::: PASSAGE TO READ :::

The market dynamic of 'stakeholder capitalism' was already on the way to becoming the prevailing socio-economic agenda, but the human challenge of re-starting operations during a global pandemic has accelerated this process as stakeholders, including employees, contractors, communities and supply chains, have found their voice. This is fuelling multi-faceted pressure on corporations to adopt and deliver high standards of ESG performance.

However, governments are not acting fast enough and in the absence of a single legislature telling them what to do companies are faced with the prospect of having to determine this for themselves.

GCs are central to managing this prevailing disruption – adopting rules and ensuring they are implemented is what lawyers do best. GCs have been focussed on corporate governance for some time, but the 'E' and the 'S' of ESG have now moved further up the agenda. In order to manage the legal risks inherent in this new dynamic, they can adopt the 'Anticipate-Measure-Manage' methodology.

Employee welfare

GCs must now anticipate the societal response to the way their companies manage the health, safety and welfare of an anxious returning workforce. Following this they can implement a system to measure health, safety and welfare impacts, eg testing regimes can be established and self-certification data recorded to underscore confidence alongside the business specific protections that are implemented. Having seen the risk and measured the response, the GC is now equipped to manage the legal liability risk that may arise from regulators questioning a business' approach to employees' claims for workplace-related illnesses.

Support to contractors

GCs must now anticipate the societal response from their companies' past use of contractors, particularly with respect to the unequal position of casual labour in the gig economy. Systems can then be implemented to measure the reliance on contracted labour. Increased protections, regarding health and wellbeing as well as job security, can be considered across this group of stakeholders and where possible they could be given equivalent treatment to employees. This will equip the GC to manage adverse stakeholder actions from consumers or investors based on the application of the UN Sustainable Development Goals.

::: INFORMATION SUPPLIED :::

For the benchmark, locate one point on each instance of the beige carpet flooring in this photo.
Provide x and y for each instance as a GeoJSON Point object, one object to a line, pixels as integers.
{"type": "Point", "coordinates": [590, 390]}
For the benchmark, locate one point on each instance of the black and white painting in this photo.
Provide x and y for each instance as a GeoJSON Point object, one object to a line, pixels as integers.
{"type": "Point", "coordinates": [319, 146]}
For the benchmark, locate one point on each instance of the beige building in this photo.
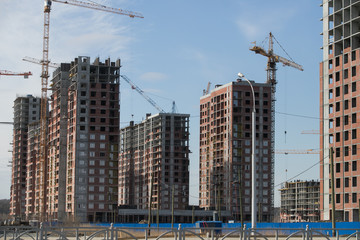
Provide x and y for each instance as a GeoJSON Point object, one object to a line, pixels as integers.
{"type": "Point", "coordinates": [225, 150]}
{"type": "Point", "coordinates": [340, 109]}
{"type": "Point", "coordinates": [82, 150]}
{"type": "Point", "coordinates": [26, 111]}
{"type": "Point", "coordinates": [300, 201]}
{"type": "Point", "coordinates": [154, 163]}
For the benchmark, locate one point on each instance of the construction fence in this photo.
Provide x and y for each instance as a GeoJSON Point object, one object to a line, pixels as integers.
{"type": "Point", "coordinates": [177, 233]}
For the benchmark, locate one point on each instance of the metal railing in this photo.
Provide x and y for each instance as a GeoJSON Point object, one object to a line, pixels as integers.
{"type": "Point", "coordinates": [181, 233]}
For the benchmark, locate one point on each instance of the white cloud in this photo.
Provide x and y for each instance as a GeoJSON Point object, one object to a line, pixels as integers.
{"type": "Point", "coordinates": [153, 76]}
{"type": "Point", "coordinates": [254, 22]}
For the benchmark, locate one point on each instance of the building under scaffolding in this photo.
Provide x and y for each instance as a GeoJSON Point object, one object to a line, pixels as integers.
{"type": "Point", "coordinates": [154, 163]}
{"type": "Point", "coordinates": [300, 201]}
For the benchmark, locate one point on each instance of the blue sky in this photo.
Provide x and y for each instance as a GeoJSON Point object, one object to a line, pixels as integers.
{"type": "Point", "coordinates": [172, 54]}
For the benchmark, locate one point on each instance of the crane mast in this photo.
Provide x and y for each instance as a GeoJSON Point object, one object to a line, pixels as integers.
{"type": "Point", "coordinates": [141, 92]}
{"type": "Point", "coordinates": [10, 73]}
{"type": "Point", "coordinates": [37, 61]}
{"type": "Point", "coordinates": [44, 85]}
{"type": "Point", "coordinates": [271, 79]}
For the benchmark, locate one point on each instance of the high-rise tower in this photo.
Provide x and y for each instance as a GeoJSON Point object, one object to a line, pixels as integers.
{"type": "Point", "coordinates": [154, 156]}
{"type": "Point", "coordinates": [225, 150]}
{"type": "Point", "coordinates": [26, 111]}
{"type": "Point", "coordinates": [340, 109]}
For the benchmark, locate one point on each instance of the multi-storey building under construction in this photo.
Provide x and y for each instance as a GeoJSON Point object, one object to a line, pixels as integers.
{"type": "Point", "coordinates": [26, 111]}
{"type": "Point", "coordinates": [225, 150]}
{"type": "Point", "coordinates": [300, 201]}
{"type": "Point", "coordinates": [340, 109]}
{"type": "Point", "coordinates": [82, 150]}
{"type": "Point", "coordinates": [153, 164]}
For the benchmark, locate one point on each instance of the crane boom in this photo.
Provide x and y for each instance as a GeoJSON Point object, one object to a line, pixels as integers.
{"type": "Point", "coordinates": [37, 61]}
{"type": "Point", "coordinates": [296, 151]}
{"type": "Point", "coordinates": [271, 79]}
{"type": "Point", "coordinates": [10, 73]}
{"type": "Point", "coordinates": [100, 7]}
{"type": "Point", "coordinates": [141, 92]}
{"type": "Point", "coordinates": [289, 63]}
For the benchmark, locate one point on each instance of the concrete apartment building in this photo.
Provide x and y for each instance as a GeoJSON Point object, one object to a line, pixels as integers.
{"type": "Point", "coordinates": [82, 150]}
{"type": "Point", "coordinates": [154, 159]}
{"type": "Point", "coordinates": [26, 111]}
{"type": "Point", "coordinates": [225, 150]}
{"type": "Point", "coordinates": [57, 143]}
{"type": "Point", "coordinates": [300, 201]}
{"type": "Point", "coordinates": [32, 207]}
{"type": "Point", "coordinates": [340, 109]}
{"type": "Point", "coordinates": [92, 140]}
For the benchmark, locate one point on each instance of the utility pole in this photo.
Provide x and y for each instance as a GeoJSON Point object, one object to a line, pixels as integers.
{"type": "Point", "coordinates": [158, 196]}
{"type": "Point", "coordinates": [240, 197]}
{"type": "Point", "coordinates": [150, 199]}
{"type": "Point", "coordinates": [332, 190]}
{"type": "Point", "coordinates": [219, 202]}
{"type": "Point", "coordinates": [193, 214]}
{"type": "Point", "coordinates": [172, 206]}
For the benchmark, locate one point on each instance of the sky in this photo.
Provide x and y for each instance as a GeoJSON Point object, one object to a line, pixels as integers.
{"type": "Point", "coordinates": [171, 54]}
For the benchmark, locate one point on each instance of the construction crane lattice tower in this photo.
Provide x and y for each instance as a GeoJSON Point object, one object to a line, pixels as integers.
{"type": "Point", "coordinates": [271, 79]}
{"type": "Point", "coordinates": [44, 84]}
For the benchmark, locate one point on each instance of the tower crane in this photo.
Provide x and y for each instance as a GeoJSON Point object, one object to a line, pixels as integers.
{"type": "Point", "coordinates": [9, 73]}
{"type": "Point", "coordinates": [38, 61]}
{"type": "Point", "coordinates": [313, 131]}
{"type": "Point", "coordinates": [271, 79]}
{"type": "Point", "coordinates": [45, 76]}
{"type": "Point", "coordinates": [297, 151]}
{"type": "Point", "coordinates": [141, 92]}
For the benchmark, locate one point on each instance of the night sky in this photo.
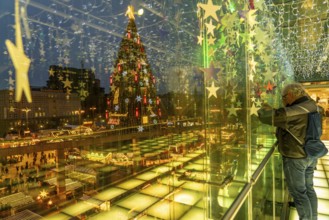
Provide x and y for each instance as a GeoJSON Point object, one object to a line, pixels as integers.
{"type": "Point", "coordinates": [73, 33]}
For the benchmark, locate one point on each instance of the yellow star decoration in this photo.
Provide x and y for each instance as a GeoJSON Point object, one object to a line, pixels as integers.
{"type": "Point", "coordinates": [210, 28]}
{"type": "Point", "coordinates": [20, 60]}
{"type": "Point", "coordinates": [253, 110]}
{"type": "Point", "coordinates": [43, 194]}
{"type": "Point", "coordinates": [67, 83]}
{"type": "Point", "coordinates": [200, 39]}
{"type": "Point", "coordinates": [51, 72]}
{"type": "Point", "coordinates": [212, 90]}
{"type": "Point", "coordinates": [210, 10]}
{"type": "Point", "coordinates": [231, 111]}
{"type": "Point", "coordinates": [11, 109]}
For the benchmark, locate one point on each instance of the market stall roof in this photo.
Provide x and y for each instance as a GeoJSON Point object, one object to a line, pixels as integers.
{"type": "Point", "coordinates": [25, 215]}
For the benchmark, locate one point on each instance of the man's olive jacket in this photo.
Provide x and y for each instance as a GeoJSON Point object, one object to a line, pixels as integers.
{"type": "Point", "coordinates": [294, 118]}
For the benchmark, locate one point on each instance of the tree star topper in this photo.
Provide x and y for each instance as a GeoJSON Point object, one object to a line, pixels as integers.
{"type": "Point", "coordinates": [130, 12]}
{"type": "Point", "coordinates": [20, 60]}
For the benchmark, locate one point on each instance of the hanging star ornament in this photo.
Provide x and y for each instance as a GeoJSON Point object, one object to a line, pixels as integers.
{"type": "Point", "coordinates": [20, 60]}
{"type": "Point", "coordinates": [211, 72]}
{"type": "Point", "coordinates": [253, 110]}
{"type": "Point", "coordinates": [210, 10]}
{"type": "Point", "coordinates": [212, 90]}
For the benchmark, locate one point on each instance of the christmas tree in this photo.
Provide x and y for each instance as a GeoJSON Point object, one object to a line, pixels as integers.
{"type": "Point", "coordinates": [132, 100]}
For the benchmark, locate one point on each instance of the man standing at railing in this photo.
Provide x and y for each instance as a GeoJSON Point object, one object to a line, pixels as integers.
{"type": "Point", "coordinates": [291, 122]}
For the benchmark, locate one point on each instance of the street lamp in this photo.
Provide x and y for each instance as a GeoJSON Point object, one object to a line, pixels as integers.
{"type": "Point", "coordinates": [93, 110]}
{"type": "Point", "coordinates": [26, 110]}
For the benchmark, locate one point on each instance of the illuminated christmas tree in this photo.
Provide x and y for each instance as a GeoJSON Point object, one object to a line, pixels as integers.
{"type": "Point", "coordinates": [132, 99]}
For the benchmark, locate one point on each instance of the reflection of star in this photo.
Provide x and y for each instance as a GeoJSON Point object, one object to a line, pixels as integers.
{"type": "Point", "coordinates": [252, 64]}
{"type": "Point", "coordinates": [51, 72]}
{"type": "Point", "coordinates": [210, 28]}
{"type": "Point", "coordinates": [12, 109]}
{"type": "Point", "coordinates": [211, 40]}
{"type": "Point", "coordinates": [11, 81]}
{"type": "Point", "coordinates": [231, 111]}
{"type": "Point", "coordinates": [268, 76]}
{"type": "Point", "coordinates": [20, 60]}
{"type": "Point", "coordinates": [251, 16]}
{"type": "Point", "coordinates": [43, 194]}
{"type": "Point", "coordinates": [269, 86]}
{"type": "Point", "coordinates": [67, 83]}
{"type": "Point", "coordinates": [138, 98]}
{"type": "Point", "coordinates": [212, 90]}
{"type": "Point", "coordinates": [83, 93]}
{"type": "Point", "coordinates": [211, 72]}
{"type": "Point", "coordinates": [200, 39]}
{"type": "Point", "coordinates": [210, 9]}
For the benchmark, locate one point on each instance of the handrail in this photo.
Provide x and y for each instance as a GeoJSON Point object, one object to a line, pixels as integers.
{"type": "Point", "coordinates": [235, 207]}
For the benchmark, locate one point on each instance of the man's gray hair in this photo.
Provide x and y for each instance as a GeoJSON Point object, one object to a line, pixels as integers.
{"type": "Point", "coordinates": [296, 89]}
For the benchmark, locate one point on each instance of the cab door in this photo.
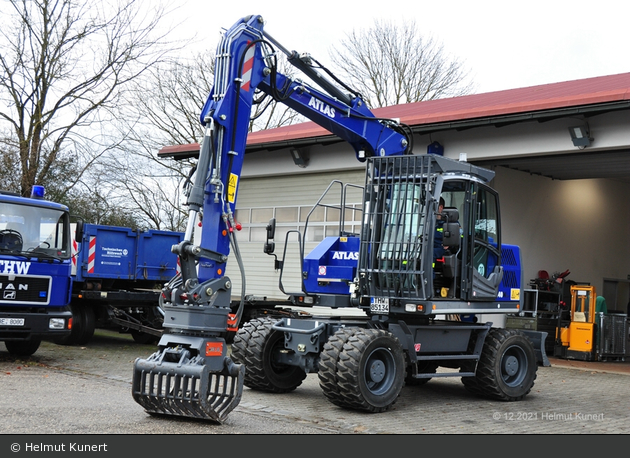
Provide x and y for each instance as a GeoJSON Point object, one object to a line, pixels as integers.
{"type": "Point", "coordinates": [484, 249]}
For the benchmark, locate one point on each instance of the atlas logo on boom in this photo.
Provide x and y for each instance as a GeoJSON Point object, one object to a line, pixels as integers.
{"type": "Point", "coordinates": [322, 107]}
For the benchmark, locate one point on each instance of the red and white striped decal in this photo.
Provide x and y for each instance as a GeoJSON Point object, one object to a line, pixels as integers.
{"type": "Point", "coordinates": [247, 68]}
{"type": "Point", "coordinates": [91, 254]}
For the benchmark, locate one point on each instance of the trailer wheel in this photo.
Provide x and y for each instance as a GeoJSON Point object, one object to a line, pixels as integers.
{"type": "Point", "coordinates": [22, 347]}
{"type": "Point", "coordinates": [507, 367]}
{"type": "Point", "coordinates": [370, 370]}
{"type": "Point", "coordinates": [255, 345]}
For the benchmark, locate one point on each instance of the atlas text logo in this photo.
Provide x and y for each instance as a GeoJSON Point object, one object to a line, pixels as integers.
{"type": "Point", "coordinates": [322, 107]}
{"type": "Point", "coordinates": [346, 255]}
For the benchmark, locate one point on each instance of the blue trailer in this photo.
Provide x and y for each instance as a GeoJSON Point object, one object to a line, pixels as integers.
{"type": "Point", "coordinates": [118, 274]}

:::

• **DIRECTIONS FOR THIS TASK**
In the passage on stakeholder capitalism and ESG, what methodology can GCs adopt to manage the legal risks inherent in the new dynamic?

• **TASK ANSWER**
The 'Anticipate-Measure-Manage' methodology.